[Entries from an annotation dataset]
************
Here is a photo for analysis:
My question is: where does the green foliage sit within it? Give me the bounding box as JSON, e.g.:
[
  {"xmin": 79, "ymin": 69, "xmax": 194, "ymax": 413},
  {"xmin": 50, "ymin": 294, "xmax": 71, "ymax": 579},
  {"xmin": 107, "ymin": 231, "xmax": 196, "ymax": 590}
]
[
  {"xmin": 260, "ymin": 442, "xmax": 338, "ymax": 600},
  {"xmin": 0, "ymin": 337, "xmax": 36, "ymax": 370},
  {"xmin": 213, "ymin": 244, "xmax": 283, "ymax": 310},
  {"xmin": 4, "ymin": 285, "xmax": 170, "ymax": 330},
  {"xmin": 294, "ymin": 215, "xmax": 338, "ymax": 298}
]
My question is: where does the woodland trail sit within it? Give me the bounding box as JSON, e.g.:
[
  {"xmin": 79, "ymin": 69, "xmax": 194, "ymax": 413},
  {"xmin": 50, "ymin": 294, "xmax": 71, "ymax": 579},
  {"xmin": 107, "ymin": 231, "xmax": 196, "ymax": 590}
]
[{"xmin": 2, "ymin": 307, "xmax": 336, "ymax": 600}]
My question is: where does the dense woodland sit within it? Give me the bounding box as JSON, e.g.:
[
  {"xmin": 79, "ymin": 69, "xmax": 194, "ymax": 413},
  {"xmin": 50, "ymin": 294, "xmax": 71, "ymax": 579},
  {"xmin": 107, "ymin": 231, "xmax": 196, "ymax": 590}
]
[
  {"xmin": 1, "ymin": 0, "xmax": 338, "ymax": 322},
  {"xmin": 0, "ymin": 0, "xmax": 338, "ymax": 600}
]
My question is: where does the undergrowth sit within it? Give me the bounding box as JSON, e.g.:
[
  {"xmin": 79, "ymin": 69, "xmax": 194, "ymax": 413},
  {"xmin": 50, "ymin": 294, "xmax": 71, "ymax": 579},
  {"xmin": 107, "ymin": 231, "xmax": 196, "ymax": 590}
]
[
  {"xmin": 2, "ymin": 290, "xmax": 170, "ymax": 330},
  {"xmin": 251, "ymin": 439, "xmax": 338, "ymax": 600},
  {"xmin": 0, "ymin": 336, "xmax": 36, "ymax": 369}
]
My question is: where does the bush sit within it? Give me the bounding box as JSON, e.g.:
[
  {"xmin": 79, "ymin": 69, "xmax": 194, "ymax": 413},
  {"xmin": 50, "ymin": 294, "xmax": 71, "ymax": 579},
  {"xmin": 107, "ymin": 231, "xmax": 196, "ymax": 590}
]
************
- Given request
Extract every line of the material above that contains the string "does", matching case exactly.

- Worked answer
My question is: where does the green foliage sit within it? Give me the bounding box as JSON, e.g.:
My question is: where does the woodland trail sit within it? Give me the bounding box as JSON, e.g.:
My question is: where does the dense woodland sit within it? Give me the bounding box as JSON, e.g.:
My question is: where does the undergrowth sit within it? Give me the bounding box as JSON, e.g.:
My question is: where does the bush sit within it? Give me the bounding box as JSON, e.g.:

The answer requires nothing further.